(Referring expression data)
------

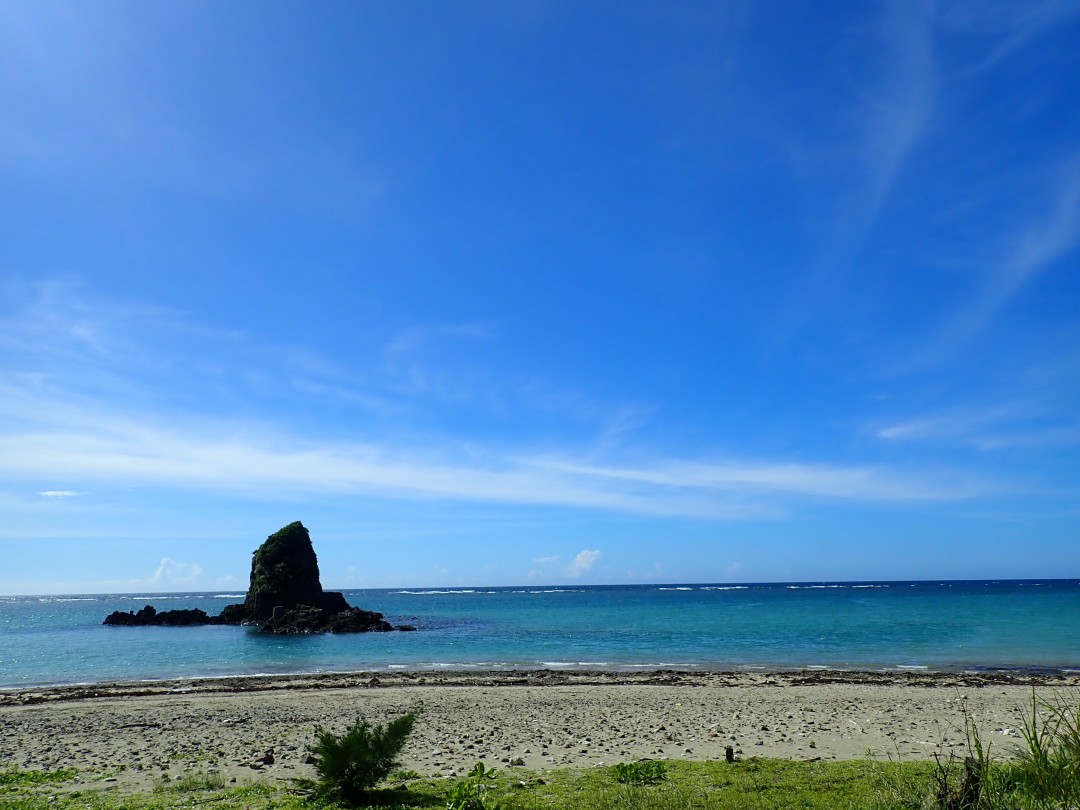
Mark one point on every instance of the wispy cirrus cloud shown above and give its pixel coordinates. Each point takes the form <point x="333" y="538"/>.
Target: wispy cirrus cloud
<point x="1025" y="252"/>
<point x="89" y="445"/>
<point x="583" y="563"/>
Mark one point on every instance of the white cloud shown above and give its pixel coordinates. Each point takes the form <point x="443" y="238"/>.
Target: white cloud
<point x="585" y="559"/>
<point x="171" y="572"/>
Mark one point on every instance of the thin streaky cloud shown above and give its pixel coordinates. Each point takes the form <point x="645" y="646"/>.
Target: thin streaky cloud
<point x="1028" y="252"/>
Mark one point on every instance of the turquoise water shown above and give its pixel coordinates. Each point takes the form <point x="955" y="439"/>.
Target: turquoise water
<point x="919" y="625"/>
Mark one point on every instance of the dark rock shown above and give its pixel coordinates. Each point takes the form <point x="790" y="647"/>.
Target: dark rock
<point x="285" y="596"/>
<point x="306" y="619"/>
<point x="149" y="616"/>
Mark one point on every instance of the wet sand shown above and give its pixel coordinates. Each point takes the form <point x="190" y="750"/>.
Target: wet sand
<point x="129" y="736"/>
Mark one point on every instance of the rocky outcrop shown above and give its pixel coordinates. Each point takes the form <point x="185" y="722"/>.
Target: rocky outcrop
<point x="149" y="616"/>
<point x="285" y="596"/>
<point x="305" y="619"/>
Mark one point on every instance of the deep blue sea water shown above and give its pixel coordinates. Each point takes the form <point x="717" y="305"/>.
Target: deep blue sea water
<point x="1030" y="625"/>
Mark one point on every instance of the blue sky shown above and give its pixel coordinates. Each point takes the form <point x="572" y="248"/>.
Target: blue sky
<point x="497" y="293"/>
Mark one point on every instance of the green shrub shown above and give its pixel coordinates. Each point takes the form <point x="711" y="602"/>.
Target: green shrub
<point x="351" y="764"/>
<point x="469" y="794"/>
<point x="1049" y="764"/>
<point x="648" y="772"/>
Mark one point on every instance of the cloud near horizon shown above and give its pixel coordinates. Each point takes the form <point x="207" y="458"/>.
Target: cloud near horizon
<point x="583" y="563"/>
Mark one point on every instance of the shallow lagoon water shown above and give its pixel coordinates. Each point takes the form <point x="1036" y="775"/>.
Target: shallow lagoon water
<point x="866" y="625"/>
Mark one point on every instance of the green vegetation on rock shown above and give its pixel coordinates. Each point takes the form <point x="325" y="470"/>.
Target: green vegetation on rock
<point x="284" y="571"/>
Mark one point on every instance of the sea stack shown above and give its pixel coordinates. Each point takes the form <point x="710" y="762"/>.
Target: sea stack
<point x="285" y="595"/>
<point x="285" y="575"/>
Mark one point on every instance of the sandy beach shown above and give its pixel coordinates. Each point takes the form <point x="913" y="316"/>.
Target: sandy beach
<point x="129" y="736"/>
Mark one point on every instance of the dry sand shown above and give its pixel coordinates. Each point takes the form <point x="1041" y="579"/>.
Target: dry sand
<point x="260" y="728"/>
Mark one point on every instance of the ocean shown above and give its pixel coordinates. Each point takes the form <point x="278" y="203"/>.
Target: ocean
<point x="957" y="625"/>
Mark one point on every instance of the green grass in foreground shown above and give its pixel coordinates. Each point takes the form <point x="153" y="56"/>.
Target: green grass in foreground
<point x="754" y="783"/>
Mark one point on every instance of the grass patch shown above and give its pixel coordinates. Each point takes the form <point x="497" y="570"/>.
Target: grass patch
<point x="15" y="778"/>
<point x="752" y="784"/>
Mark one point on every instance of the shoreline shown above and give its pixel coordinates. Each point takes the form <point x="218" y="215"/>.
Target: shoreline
<point x="540" y="676"/>
<point x="259" y="728"/>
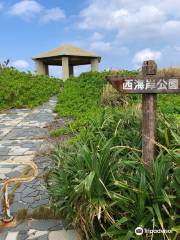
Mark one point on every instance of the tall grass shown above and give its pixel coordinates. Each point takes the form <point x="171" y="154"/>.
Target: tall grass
<point x="102" y="186"/>
<point x="20" y="89"/>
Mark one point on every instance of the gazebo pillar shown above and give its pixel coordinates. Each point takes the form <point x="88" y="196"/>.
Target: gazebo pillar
<point x="47" y="69"/>
<point x="71" y="70"/>
<point x="40" y="67"/>
<point x="94" y="65"/>
<point x="65" y="68"/>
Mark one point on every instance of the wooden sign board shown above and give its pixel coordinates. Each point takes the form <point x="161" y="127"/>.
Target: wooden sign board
<point x="150" y="84"/>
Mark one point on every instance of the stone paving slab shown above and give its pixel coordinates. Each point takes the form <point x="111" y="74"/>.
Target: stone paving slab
<point x="22" y="137"/>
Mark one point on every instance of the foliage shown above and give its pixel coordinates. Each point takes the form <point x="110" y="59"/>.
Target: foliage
<point x="102" y="186"/>
<point x="111" y="97"/>
<point x="20" y="89"/>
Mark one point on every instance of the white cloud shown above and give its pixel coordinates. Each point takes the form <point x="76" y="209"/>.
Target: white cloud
<point x="53" y="14"/>
<point x="97" y="36"/>
<point x="146" y="54"/>
<point x="131" y="20"/>
<point x="26" y="8"/>
<point x="20" y="64"/>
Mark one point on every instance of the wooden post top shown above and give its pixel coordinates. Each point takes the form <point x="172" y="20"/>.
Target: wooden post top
<point x="149" y="68"/>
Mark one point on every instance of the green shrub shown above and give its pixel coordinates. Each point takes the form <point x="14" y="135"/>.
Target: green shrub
<point x="20" y="89"/>
<point x="111" y="97"/>
<point x="101" y="185"/>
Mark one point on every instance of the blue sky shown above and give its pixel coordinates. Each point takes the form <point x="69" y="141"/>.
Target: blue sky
<point x="123" y="32"/>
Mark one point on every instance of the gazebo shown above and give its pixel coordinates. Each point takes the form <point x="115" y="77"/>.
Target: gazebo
<point x="66" y="56"/>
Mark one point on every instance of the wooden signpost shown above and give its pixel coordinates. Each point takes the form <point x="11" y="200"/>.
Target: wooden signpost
<point x="149" y="85"/>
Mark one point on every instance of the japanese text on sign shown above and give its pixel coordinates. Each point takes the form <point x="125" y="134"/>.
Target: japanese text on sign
<point x="161" y="84"/>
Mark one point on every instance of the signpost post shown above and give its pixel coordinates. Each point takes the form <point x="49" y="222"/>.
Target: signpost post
<point x="149" y="85"/>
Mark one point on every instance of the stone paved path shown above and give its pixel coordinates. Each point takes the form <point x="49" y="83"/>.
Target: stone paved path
<point x="23" y="135"/>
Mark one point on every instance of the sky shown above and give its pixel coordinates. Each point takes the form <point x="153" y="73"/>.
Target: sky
<point x="123" y="32"/>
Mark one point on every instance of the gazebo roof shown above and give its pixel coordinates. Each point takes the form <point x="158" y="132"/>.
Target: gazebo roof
<point x="66" y="50"/>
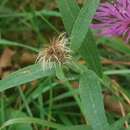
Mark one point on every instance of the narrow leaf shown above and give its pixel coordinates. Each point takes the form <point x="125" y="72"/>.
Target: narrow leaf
<point x="80" y="127"/>
<point x="30" y="120"/>
<point x="90" y="53"/>
<point x="24" y="75"/>
<point x="92" y="101"/>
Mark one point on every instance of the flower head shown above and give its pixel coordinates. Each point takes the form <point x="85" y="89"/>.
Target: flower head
<point x="57" y="52"/>
<point x="114" y="19"/>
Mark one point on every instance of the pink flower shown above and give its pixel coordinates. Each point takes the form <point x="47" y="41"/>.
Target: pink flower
<point x="114" y="19"/>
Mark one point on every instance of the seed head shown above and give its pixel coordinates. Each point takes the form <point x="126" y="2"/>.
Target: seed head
<point x="58" y="52"/>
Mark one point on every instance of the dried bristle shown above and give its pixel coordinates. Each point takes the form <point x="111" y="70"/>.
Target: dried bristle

------

- [Required action]: Write out every entry above exactly, minus the pictures.

- [Exercise solution]:
Mark one point on every instance of the wispy cirrus cloud shown above and give its pixel coordinates. Each point takes the form <point x="333" y="538"/>.
Target: wispy cirrus cloud
<point x="1025" y="252"/>
<point x="89" y="445"/>
<point x="583" y="563"/>
Mark one point on every instance of the white cloud shown above and give its pixel coordinates. Each point takes the form <point x="443" y="238"/>.
Target: white cloud
<point x="585" y="559"/>
<point x="171" y="572"/>
Mark one point on every instance of the thin streaky cloud shown above and give its pixel coordinates. Each point takes the form <point x="645" y="646"/>.
Target: thin streaky cloud
<point x="1028" y="252"/>
Mark one point on every instance of the turquoise water shown above and give its pixel coordinates. Each point takes the form <point x="955" y="439"/>.
Target: turquoise water
<point x="919" y="625"/>
Mark one point on every instance of the dark rock shown above and give its pixel coordinates. Each point takes the form <point x="790" y="647"/>.
Target: dark rock
<point x="285" y="596"/>
<point x="306" y="619"/>
<point x="149" y="616"/>
Mark one point on every instance of the wet sand shown above and give its pixel coordinates. Each point takes the form <point x="190" y="750"/>.
Target: wet sand
<point x="129" y="736"/>
Mark one point on every instance of the rocky outcrop shown above and give its pixel coordinates. Each point takes the form <point x="185" y="722"/>.
Target: rocky outcrop
<point x="149" y="616"/>
<point x="285" y="596"/>
<point x="305" y="619"/>
Mark one point on every instance of the deep blue sea water shown above and give its pixel coordinates. Each point takes the form <point x="717" y="305"/>.
Target: deep blue sea water
<point x="1030" y="625"/>
Mark one point on every instance of the blue sky shown above and give its pixel coordinates. Each point takes the form <point x="572" y="248"/>.
Target: blue sky
<point x="497" y="293"/>
Mark one point on every instance of the green shrub shown above and give its pixel coordinates. Each point takes the form <point x="711" y="602"/>.
Target: green shrub
<point x="351" y="764"/>
<point x="469" y="794"/>
<point x="1049" y="764"/>
<point x="648" y="772"/>
Mark one point on every instance of the cloud near horizon shown above and give its pixel coordinates. Each point takes the form <point x="207" y="458"/>.
Target: cloud near horizon
<point x="583" y="563"/>
Mark one point on every instance of the shallow lagoon water shown above and give its pixel coordinates. Each point takes the form <point x="1036" y="775"/>.
Target: shallow lagoon water
<point x="866" y="625"/>
Mark one point on every instance of the green vegetation on rock shown above and give its pixel coordinates. Each point takes the form <point x="325" y="470"/>.
Target: green vegetation on rock
<point x="284" y="571"/>
Mark one point on every instance of the sea stack shown above and give its pixel coordinates. Each point takes the form <point x="710" y="762"/>.
Target: sea stack
<point x="285" y="595"/>
<point x="285" y="575"/>
Mark one point on every instance of the sandy beach shown above and give its pixel coordinates. Each point takes the form <point x="913" y="316"/>.
Target: sandy beach
<point x="129" y="736"/>
Mark one point on every instance of the dry sand shown above and give its pixel coordinates. Each point takes the form <point x="1041" y="579"/>.
Target: dry sand
<point x="260" y="728"/>
Mark one point on every instance of the ocean shown above and give its pixel coordinates. Each point takes the form <point x="278" y="203"/>.
Target: ocean
<point x="957" y="625"/>
Mark one point on every instance of the green grass in foreground shown above and give its pixel coordinates. Each point takes the form <point x="153" y="56"/>.
Target: green grass in foreground
<point x="754" y="783"/>
Mark one point on every instance of the grass patch shown above and give its pixel coordinates. Each point takes the form <point x="497" y="570"/>.
Target: grass patch
<point x="15" y="778"/>
<point x="752" y="784"/>
Mark one point on every instance of the shoreline shown above and give its pixel coordinates. Each point takes the form <point x="218" y="215"/>.
Target: shoreline
<point x="540" y="676"/>
<point x="259" y="728"/>
Mark one point on every instance of the tall grass shown above and give its pixel coordinates. Each point takes the form <point x="171" y="154"/>.
Target: tall grass
<point x="102" y="186"/>
<point x="20" y="89"/>
Mark one point on every instance of the gazebo pillar shown above and give its pixel coordinates. Each point takes the form <point x="88" y="196"/>.
Target: gazebo pillar
<point x="47" y="69"/>
<point x="71" y="70"/>
<point x="40" y="67"/>
<point x="94" y="65"/>
<point x="65" y="68"/>
Mark one point on every instance of the wooden sign board shown above and give its pixel coordinates. Each point takes the form <point x="161" y="127"/>.
Target: wooden sign board
<point x="150" y="84"/>
Mark one point on every instance of the stone paving slab shown above and give its pixel coordinates. Each point takes the form <point x="111" y="74"/>.
Target: stone paving slab
<point x="22" y="137"/>
Mark one point on every instance of the foliage shown above and give its pixel coordinates. Each point takes the form <point x="110" y="59"/>.
Target: foliage
<point x="102" y="186"/>
<point x="111" y="97"/>
<point x="20" y="89"/>
Mark one point on every instance of the white cloud shown above and give its pixel coordinates. Each point takes the form <point x="76" y="209"/>.
Target: white cloud
<point x="53" y="14"/>
<point x="97" y="36"/>
<point x="146" y="54"/>
<point x="131" y="20"/>
<point x="26" y="8"/>
<point x="20" y="64"/>
Mark one point on every instance of the wooden post top shown above and give its pixel coordinates. Each point takes the form <point x="172" y="20"/>.
Target: wooden post top
<point x="149" y="68"/>
Mark one point on every instance of the green shrub shown above and give its pixel coordinates. Each point takes the form <point x="14" y="135"/>.
Target: green shrub
<point x="20" y="89"/>
<point x="111" y="97"/>
<point x="101" y="185"/>
Mark one point on every instance of the blue sky shown above and give its pixel coordinates. Each point takes the form <point x="69" y="141"/>.
Target: blue sky
<point x="123" y="32"/>
Mark one point on every instance of the gazebo shown above and give its pixel coordinates. Each point takes the form <point x="115" y="77"/>.
Target: gazebo
<point x="66" y="56"/>
Mark one point on every instance of the wooden signpost shown above and give its pixel coordinates. Each point takes the form <point x="11" y="200"/>.
Target: wooden signpost
<point x="149" y="85"/>
Mark one point on every instance of the japanese text on sign shown above and give its pixel coordinates. Each point takes the form <point x="125" y="134"/>.
Target: japanese text on sign
<point x="161" y="84"/>
Mark one point on every instance of the signpost post shown above and give its pixel coordinates. Each point takes the form <point x="49" y="222"/>.
Target: signpost post
<point x="149" y="85"/>
Mark one point on every instance of the stone paved path shown above and give its pixel coordinates. Each point takes the form <point x="49" y="83"/>.
Target: stone paved path
<point x="23" y="135"/>
Mark one point on every instance of the sky shown above and give its pixel coordinates. Each point takes the form <point x="153" y="73"/>.
Target: sky
<point x="123" y="32"/>
Mark one point on every instance of the gazebo roof shown above and give its pixel coordinates. Each point takes the form <point x="158" y="132"/>.
Target: gazebo roof
<point x="66" y="50"/>
Mark one point on every instance of the narrow leaf shown above and give its pixel coordinates. Each point takes the form <point x="125" y="72"/>.
Target: narrow leaf
<point x="80" y="127"/>
<point x="30" y="120"/>
<point x="90" y="53"/>
<point x="24" y="75"/>
<point x="92" y="101"/>
Mark one point on every instance of the flower head shown above and give its pixel coordinates. Each point takes the form <point x="85" y="89"/>.
Target: flower head
<point x="57" y="52"/>
<point x="114" y="19"/>
Mark one point on every instance of the pink flower shown above and give its pixel coordinates. Each point takes the form <point x="47" y="41"/>.
Target: pink flower
<point x="114" y="19"/>
Mark one point on every instance of the seed head shown above and give its pixel coordinates. Each point takes the form <point x="126" y="2"/>.
Target: seed head
<point x="58" y="52"/>
Mark one point on every instance of the dried bristle shown above and give its pixel coordinates. Each point takes the form <point x="111" y="70"/>.
Target: dried bristle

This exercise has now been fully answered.